▸ Sağlanan metin:
= = =

BÜYÜLÜ ORMANLARIN PERİSİ DE UÇTU GİTTİ...
İnanılmaz ama gerçek,,, Güzel insanlar bir bir göçüyor bu dünyadan. Vic Chesnutt'un intiharından sonra, Lhasa da 1 Ocak'ta bir süredir mücadele ettiği göğüs kanserine yenik düşmüş. İkisi de arkalarında en güzel şarkıları bıraktılar. Lhasa'nın son albümünden sonra yazdığım yazıyla onu bir kere daha hatırlamak istedim...

........


Lhasa ile yıllar once, bir Babylon Juke Box partisinde tanıştım. Ahmet Uluğ bir İspanyolca şarkı çalmaya başlamıştı. Birden olduğum yerde kaldım. Dipten, derinden, insanı tam yüreğinden yakalayan bir sesle karşı karşıyaydım. Ahmet’e ne çaldığını sorunca, Lhasa’nın ilk albümü La Llorona’nın kapağını gösterdi. Hemen kendilerini duendeli sanatçılar listeme aldım. Duende, bilirsiniz herhalde, Lorca sayesinde tanıdığımız bir kavram. Flamenko sanatçılarını anlatırken kullanır bu deyimi Lorca. Onların bilinçten değil, karanlık bir dünyadan, toprağın altından gelen bir güçten beslendiklerini söyler. Yaşlı bir gitar ustasından alıntı yapar hatta: “Duende gırtlakta bulunmaz; ayak tabanlarından yukarıya doğru, içeriden yükselir”. Ama bu kadar duende dersi yeter... Fazlasını merak eden Yapı Kredi Yayınlarında bir kaç yıl önce yayınlanan Federico García Lorca: Profil adlı kitaba baksın...

1998 yılında çıkan bu ilk albümünde Lhasa sadece İspanyolca şarkılar söyler. Meksika efsanelerinde, bildiğimiz Latin ritmlerinde dolaştırır bizi, ama bambaşka bir seda ekler bunlara. Müziğinde ve sözlerinde ışık ve karanlık; aşk ve hınç, umut ve hüzün birarada yer alır. “Müziğimin hem dramatik hem de sıcakkanlı olmasını sağlayan da bu,” diyor Lhasa ve ekliyor bir röportajında: “Hatta bu çatışma, varoluşumun özünü oluşturuyor. Işığa varabilmek için her zaman karanlık bir dönemden geçmem gerekir.”

= = =

▸ Verilen bilgiler:

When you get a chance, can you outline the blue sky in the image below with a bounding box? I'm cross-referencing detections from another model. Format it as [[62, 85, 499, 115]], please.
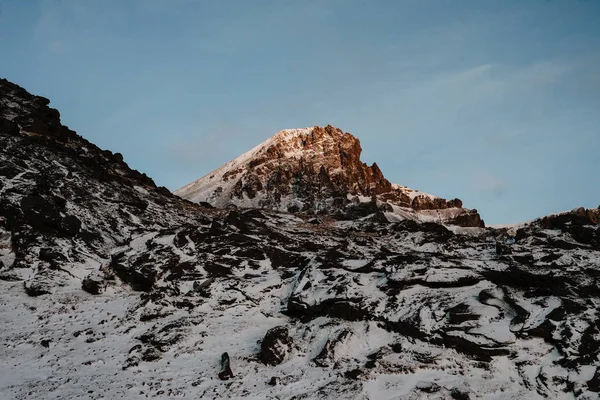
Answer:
[[0, 0, 600, 224]]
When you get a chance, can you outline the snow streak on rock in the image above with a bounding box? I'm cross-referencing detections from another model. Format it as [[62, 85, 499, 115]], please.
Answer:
[[0, 81, 600, 399], [175, 126, 483, 227]]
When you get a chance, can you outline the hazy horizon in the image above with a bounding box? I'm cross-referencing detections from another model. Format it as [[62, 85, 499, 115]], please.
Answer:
[[0, 0, 600, 224]]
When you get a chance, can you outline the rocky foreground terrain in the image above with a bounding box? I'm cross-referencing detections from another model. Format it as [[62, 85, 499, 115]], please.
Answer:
[[0, 80, 600, 400]]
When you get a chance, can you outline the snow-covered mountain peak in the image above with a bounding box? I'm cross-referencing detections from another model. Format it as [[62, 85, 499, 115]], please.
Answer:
[[0, 76, 600, 400], [175, 125, 483, 226]]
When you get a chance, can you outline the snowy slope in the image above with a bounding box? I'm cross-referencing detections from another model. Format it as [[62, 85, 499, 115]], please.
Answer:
[[174, 126, 483, 230], [0, 81, 600, 399]]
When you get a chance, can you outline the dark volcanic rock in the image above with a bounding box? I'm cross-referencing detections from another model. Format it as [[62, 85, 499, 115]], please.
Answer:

= = =

▸ Hedef:
Lhasa hakkındaki yazının "BÜYÜLÜ ORMANLARIN PERİSİ" sözcüklerini içeren ifadeyle açılıp "daha hatırlamak istedim..." ile kapanan bölümünü hiç değiştirmeden yazdırın. Satırlar, metinden bağımsız ayrı bir malzemedir.

▸ Tamamlanan görev:
BÜYÜLÜ ORMANLARIN PERİSİ DE UÇTU GİTTİ...
İnanılmaz ama gerçek,,, Güzel insanlar bir bir göçüyor bu dünyadan. Vic Chesnutt'un intiharından sonra, Lhasa da 1 Ocak'ta bir süredir mücadele ettiği göğüs kanserine yenik düşmüş. İkisi de arkalarında en güzel şarkıları bıraktılar. Lhasa'nın son albümünden sonra yazdığım yazıyla onu bir kere daha hatırlamak istedim...